Dataset rows:
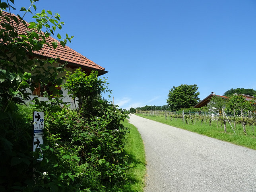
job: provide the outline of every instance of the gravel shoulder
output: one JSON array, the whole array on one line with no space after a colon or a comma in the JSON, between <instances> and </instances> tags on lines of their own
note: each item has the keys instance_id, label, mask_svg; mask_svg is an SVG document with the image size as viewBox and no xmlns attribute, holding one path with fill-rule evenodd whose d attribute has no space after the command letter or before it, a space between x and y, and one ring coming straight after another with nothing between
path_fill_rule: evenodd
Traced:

• [PROBLEM]: Could you put every line of all the records above into a numbered list, skipping blank lines and leaving the pictures out?

• [EXERCISE RESULT]:
1. job: provide the outline of every instance of the gravel shoulder
2. output: one JSON array, the whole array on one line with no space after a colon or a comma in the JSON, between <instances> and </instances> tags on lines of their own
3. note: each item has the keys instance_id, label, mask_svg; mask_svg is an SVG document with the image size as viewBox and no xmlns attribute, holding one path with fill-rule evenodd whose d attribute has no space after the command letter or before it, a space between x and y, and one ring coming straight after another with nothing between
4. path_fill_rule: evenodd
5. Traced:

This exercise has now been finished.